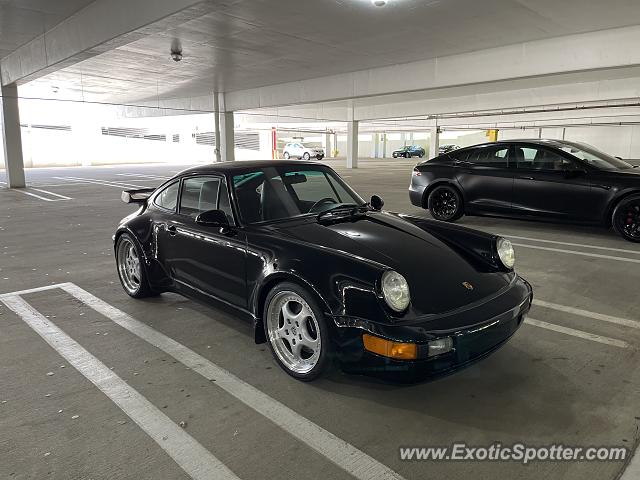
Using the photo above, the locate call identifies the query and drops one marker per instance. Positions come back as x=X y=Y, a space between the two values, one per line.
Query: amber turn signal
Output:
x=387 y=348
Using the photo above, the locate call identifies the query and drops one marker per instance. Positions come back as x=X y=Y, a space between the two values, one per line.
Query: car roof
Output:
x=240 y=166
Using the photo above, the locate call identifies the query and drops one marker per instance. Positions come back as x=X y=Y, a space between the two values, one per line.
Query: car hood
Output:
x=435 y=272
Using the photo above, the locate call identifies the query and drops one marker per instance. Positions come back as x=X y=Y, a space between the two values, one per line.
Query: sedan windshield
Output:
x=274 y=193
x=594 y=157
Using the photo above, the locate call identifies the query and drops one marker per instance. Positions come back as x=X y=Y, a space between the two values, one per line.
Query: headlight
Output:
x=505 y=252
x=395 y=290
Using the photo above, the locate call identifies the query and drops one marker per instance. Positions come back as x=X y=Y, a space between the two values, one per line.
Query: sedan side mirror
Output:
x=377 y=203
x=213 y=218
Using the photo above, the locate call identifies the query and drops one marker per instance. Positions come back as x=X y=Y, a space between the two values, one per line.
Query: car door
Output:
x=210 y=260
x=485 y=178
x=550 y=185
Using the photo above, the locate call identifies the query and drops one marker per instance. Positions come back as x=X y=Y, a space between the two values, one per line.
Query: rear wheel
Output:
x=297 y=332
x=445 y=203
x=626 y=218
x=131 y=270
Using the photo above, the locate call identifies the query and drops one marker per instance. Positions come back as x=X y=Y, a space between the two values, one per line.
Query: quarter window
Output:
x=540 y=159
x=168 y=198
x=494 y=157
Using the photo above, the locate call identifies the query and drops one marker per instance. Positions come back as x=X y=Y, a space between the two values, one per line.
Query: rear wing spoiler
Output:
x=136 y=196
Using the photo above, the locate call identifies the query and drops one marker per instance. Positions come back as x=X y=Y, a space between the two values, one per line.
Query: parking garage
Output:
x=96 y=384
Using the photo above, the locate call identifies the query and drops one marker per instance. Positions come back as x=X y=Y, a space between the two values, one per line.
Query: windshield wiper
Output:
x=343 y=210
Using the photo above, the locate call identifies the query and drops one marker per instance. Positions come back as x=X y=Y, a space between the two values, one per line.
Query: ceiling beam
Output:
x=99 y=27
x=586 y=52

------------------------------

GIVEN EXERCISE — Write out the listing again, starting at its first line and ending at the line that contains "x=594 y=157", both included, and keep the requests. Multiply every x and y coordinate in the answers by 1.8, round each result to a whole number with halves going up, and leave the pictures out.

THE COMPLETED TASK —
Using the photo above, the locate call identifies the query and drops one marker per instance. Positions come back as x=X y=Y, a space between the two values, one per line.
Query: amber turn signal
Output:
x=697 y=626
Using the photo above, the locate call identifies the query and drops one marker per instance. Positions come back as x=X y=Y, a space between the two values, one per line.
Query: car roof
Output:
x=432 y=299
Using the photo above, the locate call identifies the query and drops one marker per instance. Positions come back as x=X y=Y, a space between the two values, one per line.
Query: car hood
Output:
x=783 y=490
Using the photo above, the locate call identifies the query and drops one marker per instance. Positions come back as x=X y=Y, a space between the two values, one per line.
Query: sedan windshield
Output:
x=493 y=347
x=1069 y=283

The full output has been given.